• _What to produce_
Only the lines from the one containing "For each instance of the knee" through the final line of the material below should be output, exactly as they stand.

━━ Material for the task ━━

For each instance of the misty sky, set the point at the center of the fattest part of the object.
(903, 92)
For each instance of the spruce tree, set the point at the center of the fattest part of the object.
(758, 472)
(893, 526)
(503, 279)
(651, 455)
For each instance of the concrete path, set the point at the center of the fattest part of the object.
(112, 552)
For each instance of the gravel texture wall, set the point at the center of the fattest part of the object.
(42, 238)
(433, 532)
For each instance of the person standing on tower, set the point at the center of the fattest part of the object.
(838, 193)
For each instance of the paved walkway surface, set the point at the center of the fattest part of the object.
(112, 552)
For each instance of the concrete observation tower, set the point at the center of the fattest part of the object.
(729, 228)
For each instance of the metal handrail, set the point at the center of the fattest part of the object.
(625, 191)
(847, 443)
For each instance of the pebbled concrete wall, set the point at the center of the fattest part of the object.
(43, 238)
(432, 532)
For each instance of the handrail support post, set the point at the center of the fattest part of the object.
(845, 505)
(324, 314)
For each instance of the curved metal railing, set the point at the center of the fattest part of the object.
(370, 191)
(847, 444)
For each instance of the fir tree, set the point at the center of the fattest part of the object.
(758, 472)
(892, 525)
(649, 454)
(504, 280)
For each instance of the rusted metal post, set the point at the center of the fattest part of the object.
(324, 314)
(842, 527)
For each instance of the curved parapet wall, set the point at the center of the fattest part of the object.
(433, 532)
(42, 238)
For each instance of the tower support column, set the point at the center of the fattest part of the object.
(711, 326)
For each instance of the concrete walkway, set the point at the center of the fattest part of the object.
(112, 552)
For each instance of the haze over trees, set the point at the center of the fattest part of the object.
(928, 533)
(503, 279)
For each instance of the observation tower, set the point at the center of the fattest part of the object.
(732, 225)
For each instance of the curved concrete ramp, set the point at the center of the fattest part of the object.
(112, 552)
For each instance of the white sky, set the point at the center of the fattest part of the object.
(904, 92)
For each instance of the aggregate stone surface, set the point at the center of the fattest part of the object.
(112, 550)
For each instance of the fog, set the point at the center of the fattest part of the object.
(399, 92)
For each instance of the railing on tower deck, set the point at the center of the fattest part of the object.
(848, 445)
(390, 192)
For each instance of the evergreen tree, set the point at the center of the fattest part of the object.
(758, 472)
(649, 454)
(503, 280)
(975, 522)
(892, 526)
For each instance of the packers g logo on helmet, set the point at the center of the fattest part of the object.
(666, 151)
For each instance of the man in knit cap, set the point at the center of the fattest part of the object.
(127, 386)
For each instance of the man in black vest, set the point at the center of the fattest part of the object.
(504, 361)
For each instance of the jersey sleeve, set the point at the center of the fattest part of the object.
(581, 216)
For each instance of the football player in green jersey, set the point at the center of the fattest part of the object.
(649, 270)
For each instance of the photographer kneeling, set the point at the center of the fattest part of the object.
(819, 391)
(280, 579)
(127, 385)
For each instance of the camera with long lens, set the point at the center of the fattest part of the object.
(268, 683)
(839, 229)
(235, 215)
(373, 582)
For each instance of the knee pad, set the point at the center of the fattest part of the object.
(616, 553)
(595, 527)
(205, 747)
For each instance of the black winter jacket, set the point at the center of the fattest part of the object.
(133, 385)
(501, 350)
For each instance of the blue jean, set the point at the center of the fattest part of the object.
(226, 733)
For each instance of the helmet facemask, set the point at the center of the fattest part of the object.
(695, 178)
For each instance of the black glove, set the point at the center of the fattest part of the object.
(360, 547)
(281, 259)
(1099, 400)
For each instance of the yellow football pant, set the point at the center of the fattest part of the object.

━━━

• _Response_
For each instance of the knee pad, set the point at the center of the fattest part of the object.
(616, 553)
(595, 527)
(205, 747)
For each instance of the black winter jacket, set the point at the center of the fattest part of the object.
(133, 385)
(501, 350)
For each instance of the blue jean, set the point at the center of the fattest part of the object.
(226, 733)
For each instance of the helmet facemask, set the point at the center of the fattest part of the object.
(695, 178)
For each instance of the black glove, set the point at the center of the fattest part of the object.
(360, 547)
(281, 259)
(1099, 400)
For each instance of the yellow football pant, set the point at the center of the fattest part of the object.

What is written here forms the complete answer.